- Problem
Could you write out all of the records below again, swapping "innermost point" for "central point" everywhere it appears and leaving everything else unchanged?

- Available records
================================

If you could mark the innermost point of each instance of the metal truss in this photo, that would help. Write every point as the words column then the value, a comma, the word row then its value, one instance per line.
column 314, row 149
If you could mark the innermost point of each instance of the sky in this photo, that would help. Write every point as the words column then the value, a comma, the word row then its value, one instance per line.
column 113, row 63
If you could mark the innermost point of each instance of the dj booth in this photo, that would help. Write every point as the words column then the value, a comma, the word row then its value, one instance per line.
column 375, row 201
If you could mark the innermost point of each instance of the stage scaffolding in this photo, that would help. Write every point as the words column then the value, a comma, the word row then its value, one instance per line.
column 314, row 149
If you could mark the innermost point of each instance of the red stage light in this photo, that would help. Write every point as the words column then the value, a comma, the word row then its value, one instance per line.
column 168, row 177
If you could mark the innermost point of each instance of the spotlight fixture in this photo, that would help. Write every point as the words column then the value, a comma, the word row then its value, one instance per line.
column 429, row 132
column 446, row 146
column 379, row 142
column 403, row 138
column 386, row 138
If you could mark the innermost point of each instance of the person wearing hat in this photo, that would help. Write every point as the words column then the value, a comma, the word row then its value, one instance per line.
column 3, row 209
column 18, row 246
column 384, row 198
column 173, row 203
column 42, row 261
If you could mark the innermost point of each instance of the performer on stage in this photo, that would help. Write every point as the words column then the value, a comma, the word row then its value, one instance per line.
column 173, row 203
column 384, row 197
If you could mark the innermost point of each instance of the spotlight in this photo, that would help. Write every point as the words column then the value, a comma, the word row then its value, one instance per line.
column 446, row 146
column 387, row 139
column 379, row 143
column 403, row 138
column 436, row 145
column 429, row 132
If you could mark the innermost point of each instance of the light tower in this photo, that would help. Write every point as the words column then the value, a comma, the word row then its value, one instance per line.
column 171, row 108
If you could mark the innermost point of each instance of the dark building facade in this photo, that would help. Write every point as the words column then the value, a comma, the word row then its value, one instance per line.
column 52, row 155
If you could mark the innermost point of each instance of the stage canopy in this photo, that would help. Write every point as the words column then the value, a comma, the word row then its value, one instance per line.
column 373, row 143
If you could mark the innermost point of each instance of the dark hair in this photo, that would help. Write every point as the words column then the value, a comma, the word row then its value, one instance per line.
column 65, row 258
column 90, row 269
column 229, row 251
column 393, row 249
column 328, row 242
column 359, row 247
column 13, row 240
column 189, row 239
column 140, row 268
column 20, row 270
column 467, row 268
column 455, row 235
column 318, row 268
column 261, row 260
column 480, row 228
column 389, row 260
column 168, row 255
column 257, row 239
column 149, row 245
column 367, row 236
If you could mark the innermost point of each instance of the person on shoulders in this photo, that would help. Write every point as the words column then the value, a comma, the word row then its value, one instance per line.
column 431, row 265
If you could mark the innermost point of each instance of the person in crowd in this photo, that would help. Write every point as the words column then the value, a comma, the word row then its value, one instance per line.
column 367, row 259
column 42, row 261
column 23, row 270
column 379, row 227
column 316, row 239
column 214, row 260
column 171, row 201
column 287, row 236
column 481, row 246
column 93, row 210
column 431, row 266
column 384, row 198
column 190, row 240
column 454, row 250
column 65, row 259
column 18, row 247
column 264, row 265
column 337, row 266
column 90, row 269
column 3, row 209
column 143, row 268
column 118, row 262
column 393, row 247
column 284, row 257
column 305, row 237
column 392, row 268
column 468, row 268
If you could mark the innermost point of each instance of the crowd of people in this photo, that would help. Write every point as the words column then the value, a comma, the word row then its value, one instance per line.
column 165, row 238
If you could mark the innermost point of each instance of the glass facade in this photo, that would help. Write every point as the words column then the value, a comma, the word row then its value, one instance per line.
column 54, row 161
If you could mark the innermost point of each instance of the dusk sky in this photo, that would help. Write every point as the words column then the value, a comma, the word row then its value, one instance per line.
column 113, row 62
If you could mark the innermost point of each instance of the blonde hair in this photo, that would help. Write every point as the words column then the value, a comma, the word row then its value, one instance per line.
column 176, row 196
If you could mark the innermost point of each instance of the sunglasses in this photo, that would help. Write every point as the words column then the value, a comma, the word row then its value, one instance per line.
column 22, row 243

================================

- Output of the exercise
If you could mark the central point of each instance of the metal truss in this photo, that would help. Write every point as the words column then the value, a comma, the word row then its value, one instance per line.
column 314, row 149
If you could mark the central point of each instance of the sky in this photo, that would help. Write every point as the words column then the value, a comma, the word row then its value, one instance per line.
column 113, row 63
If you could mark the central point of each instance of the dj booth in this photo, that would help. Write every point as the words column then the value, a comma, the word row then its value, one instance per line.
column 375, row 201
If you could mark the central point of each instance of the stage scaffolding in this photo, that would help. Write every point as the words column then the value, a comma, the word row then its value, one instance per line.
column 314, row 149
If you could mark the central point of each instance of the red stage light in this photo, that would help. Write every point as the words column then the value, a comma, the word row then its value, one instance per line.
column 168, row 177
If you could mark the central point of each instance of the spotlight fixture in this photo, that would help. Write every point as the words column then the value, a comma, the word row then its value, one instance per line.
column 429, row 132
column 446, row 146
column 379, row 142
column 403, row 138
column 386, row 138
If you could mark the central point of each instance of the person wearing hat in this photo, that would help. Write every point as the words column then the value, a comma, the word row then its value, one instance per line.
column 3, row 209
column 18, row 246
column 384, row 198
column 173, row 203
column 42, row 261
If you could mark the central point of each instance of the performer on stage in this photo, that would help. Write every point as the words column then the value, a comma, the word row then its value, one instance per line.
column 173, row 203
column 384, row 197
If you could mark the central point of each instance of the spotlight in this photo, that would help. Write every point as the words column then the value, a comma, the word row then its value, one instance per line.
column 446, row 146
column 387, row 139
column 379, row 143
column 403, row 138
column 436, row 145
column 429, row 132
If you could mark the central point of each instance of the light tower in this photo, that would help. Write every point as the words column then the value, a comma, the word row then its value, one instance per line.
column 171, row 108
If you could mark the central point of each instance of the dark building facade in this photo, that would help. Write every point as the words column then the value, a comma, the word row then its value, one instance per line.
column 52, row 155
If you could mark the central point of each instance of the stage canopy in this photo, that would help. Write every point as the words column then the value, a comma, the word row then its value, one instance per line.
column 373, row 143
If you could mark the central point of each instance of the dark hair in this photo, that would help. Write every point as the words column then the value, a comma, the word row then its value, one instance per line.
column 65, row 258
column 90, row 269
column 229, row 251
column 393, row 249
column 328, row 242
column 359, row 247
column 13, row 240
column 189, row 239
column 140, row 268
column 20, row 270
column 467, row 268
column 455, row 235
column 318, row 268
column 261, row 260
column 480, row 228
column 389, row 260
column 168, row 255
column 257, row 239
column 149, row 245
column 367, row 236
If you could mark the central point of each instance of the person on shoulders in this photo, that would help. Write every point as the words column then the value, a comma, the word row then its value, one instance per line.
column 431, row 265
If you could mark the central point of each instance of the person in crowd in this photo, that would help. Write every point as the words column then the value, a comma, the word row then its value, one instance per line.
column 367, row 259
column 42, row 261
column 23, row 270
column 379, row 227
column 316, row 239
column 214, row 260
column 171, row 201
column 287, row 236
column 481, row 246
column 93, row 210
column 431, row 266
column 384, row 198
column 190, row 240
column 454, row 250
column 65, row 259
column 18, row 247
column 264, row 265
column 337, row 266
column 90, row 269
column 3, row 209
column 143, row 268
column 118, row 262
column 393, row 247
column 284, row 257
column 305, row 237
column 392, row 268
column 468, row 268
If you could mark the central point of each instance of the crowd of people in this photo, that would help. Write every point as the words column then the value, a comma, the word row then its value, one instance per line.
column 165, row 238
If you could mark the central point of each instance of the glass facade in this photo, that would help. Write every point as the words column then the value, a comma, the word row then its value, one instance per line.
column 54, row 161
If you could mark the central point of each instance of the dusk sky in this photo, that would help. Write every point as the words column then the value, a comma, the word row then its value, one instance per line.
column 113, row 62
If you could mark the central point of each instance of the blonde hair in this photo, that would help. Write every point as the words column then the value, a comma, the word row then its value, one instance per line.
column 176, row 196
If you could mark the central point of each instance of the sunglasses in this photo, that would help. Write every point as the words column then the value, a comma, the word row then its value, one instance per line.
column 22, row 243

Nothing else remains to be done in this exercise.